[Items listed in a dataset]
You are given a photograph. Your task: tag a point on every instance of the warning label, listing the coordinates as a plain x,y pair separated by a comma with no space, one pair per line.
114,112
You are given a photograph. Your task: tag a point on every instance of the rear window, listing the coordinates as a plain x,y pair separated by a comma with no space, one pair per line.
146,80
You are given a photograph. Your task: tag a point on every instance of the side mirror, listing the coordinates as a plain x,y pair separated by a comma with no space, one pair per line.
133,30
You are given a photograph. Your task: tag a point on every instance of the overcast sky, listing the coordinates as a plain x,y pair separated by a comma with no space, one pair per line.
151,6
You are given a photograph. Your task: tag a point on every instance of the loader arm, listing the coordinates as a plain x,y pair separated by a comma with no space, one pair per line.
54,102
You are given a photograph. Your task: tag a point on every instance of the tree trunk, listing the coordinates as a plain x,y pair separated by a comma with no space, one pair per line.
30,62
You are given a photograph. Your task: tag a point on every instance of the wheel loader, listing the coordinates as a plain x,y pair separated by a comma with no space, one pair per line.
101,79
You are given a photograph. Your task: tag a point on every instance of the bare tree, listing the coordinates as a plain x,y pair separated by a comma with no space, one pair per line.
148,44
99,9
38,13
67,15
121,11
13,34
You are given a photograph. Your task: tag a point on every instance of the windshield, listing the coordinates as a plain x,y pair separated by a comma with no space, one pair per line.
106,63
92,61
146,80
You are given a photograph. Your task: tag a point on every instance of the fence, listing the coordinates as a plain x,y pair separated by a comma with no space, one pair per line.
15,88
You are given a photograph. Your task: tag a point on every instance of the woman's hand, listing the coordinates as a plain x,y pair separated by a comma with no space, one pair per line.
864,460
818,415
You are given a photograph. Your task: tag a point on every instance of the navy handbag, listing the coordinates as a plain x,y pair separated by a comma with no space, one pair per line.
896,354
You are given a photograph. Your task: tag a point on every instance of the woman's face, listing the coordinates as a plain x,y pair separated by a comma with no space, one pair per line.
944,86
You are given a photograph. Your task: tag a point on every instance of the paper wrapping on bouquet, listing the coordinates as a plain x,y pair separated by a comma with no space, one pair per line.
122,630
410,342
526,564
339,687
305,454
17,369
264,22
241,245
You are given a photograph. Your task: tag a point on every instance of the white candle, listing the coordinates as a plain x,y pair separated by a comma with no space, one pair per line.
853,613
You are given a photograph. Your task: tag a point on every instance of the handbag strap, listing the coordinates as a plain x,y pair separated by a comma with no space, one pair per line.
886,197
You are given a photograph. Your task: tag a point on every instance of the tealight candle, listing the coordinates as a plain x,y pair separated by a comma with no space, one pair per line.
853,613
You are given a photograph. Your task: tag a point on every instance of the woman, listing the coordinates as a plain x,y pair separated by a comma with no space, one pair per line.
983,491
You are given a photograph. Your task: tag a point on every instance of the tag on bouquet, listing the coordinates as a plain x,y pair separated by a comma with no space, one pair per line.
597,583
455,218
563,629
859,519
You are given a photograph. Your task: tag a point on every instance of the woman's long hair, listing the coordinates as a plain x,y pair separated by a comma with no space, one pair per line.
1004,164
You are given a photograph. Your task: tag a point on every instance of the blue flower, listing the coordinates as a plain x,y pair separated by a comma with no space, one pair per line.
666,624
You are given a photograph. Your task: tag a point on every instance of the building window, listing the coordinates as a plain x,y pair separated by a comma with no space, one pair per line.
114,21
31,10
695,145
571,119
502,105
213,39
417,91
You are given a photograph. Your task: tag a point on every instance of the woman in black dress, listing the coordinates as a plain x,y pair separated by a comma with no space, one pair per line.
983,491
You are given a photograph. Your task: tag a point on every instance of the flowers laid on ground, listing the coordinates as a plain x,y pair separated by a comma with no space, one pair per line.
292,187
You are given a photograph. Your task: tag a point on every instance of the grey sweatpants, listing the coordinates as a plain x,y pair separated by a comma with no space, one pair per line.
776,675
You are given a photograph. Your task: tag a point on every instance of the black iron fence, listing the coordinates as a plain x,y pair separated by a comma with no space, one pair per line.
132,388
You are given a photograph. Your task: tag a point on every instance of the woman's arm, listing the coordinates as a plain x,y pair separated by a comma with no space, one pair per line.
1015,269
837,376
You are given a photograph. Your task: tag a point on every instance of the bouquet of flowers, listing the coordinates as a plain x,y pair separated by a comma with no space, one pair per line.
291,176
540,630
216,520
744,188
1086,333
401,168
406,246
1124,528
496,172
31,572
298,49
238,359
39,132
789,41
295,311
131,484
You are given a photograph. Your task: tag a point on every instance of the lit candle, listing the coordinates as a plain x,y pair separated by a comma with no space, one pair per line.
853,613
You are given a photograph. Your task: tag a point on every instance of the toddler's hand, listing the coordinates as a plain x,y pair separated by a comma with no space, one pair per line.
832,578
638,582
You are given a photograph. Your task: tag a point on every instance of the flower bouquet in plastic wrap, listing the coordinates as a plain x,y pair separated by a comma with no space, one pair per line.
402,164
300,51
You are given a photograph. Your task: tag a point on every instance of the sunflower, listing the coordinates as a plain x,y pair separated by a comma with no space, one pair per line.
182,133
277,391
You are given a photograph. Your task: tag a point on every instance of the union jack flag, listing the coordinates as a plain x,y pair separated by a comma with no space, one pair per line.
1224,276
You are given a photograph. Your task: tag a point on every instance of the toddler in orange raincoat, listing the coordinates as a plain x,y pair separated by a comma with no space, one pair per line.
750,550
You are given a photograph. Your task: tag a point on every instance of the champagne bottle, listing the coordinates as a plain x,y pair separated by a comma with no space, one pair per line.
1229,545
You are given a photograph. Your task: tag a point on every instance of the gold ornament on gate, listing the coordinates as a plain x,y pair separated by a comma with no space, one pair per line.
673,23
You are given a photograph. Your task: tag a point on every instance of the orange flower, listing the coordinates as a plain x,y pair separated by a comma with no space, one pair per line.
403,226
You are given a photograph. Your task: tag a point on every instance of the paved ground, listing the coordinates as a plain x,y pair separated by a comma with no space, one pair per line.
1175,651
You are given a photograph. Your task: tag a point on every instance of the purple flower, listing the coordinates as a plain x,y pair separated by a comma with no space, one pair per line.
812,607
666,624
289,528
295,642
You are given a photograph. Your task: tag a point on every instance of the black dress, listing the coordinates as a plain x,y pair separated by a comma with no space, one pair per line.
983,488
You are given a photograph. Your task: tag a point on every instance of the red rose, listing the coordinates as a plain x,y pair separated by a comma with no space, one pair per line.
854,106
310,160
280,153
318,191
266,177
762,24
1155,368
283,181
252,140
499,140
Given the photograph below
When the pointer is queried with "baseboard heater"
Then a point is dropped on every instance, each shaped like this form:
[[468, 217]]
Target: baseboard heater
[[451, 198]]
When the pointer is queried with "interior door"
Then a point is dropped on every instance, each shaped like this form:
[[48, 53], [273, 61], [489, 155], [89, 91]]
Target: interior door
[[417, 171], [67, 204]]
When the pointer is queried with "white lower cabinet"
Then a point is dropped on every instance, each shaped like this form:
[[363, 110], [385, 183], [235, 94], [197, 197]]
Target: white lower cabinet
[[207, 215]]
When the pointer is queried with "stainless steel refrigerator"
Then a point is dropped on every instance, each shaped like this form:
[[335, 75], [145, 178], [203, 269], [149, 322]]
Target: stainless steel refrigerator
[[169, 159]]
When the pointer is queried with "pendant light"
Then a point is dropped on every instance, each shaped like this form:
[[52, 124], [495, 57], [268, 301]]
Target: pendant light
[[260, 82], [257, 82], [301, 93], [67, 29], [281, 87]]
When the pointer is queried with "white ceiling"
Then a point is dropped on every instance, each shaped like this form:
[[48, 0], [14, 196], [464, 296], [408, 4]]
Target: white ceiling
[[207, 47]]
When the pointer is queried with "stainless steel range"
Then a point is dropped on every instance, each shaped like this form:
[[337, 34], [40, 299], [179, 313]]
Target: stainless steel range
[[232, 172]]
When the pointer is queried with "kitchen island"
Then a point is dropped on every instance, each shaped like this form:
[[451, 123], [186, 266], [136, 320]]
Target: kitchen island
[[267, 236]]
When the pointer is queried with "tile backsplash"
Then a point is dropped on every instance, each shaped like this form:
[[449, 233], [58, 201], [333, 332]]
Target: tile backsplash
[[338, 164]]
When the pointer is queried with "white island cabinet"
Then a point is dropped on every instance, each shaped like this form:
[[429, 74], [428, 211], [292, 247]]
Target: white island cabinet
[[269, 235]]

### Assignment
If a line above contains the word "When", list it.

### Written answer
When the pointer is queried with "baseboard heater"
When the pointer is queried with "interior door"
When the pointer is queried with "white lower cabinet"
When the pointer is queried with "stainless steel refrigerator"
When the pointer is queried with "pendant light"
When the pointer is queried with "white ceiling"
When the pointer is queried with "stainless steel range"
When the pointer is queried with "kitchen island"
When the pointer is queried with "tile backsplash"
When the pointer is queried with "white island cabinet"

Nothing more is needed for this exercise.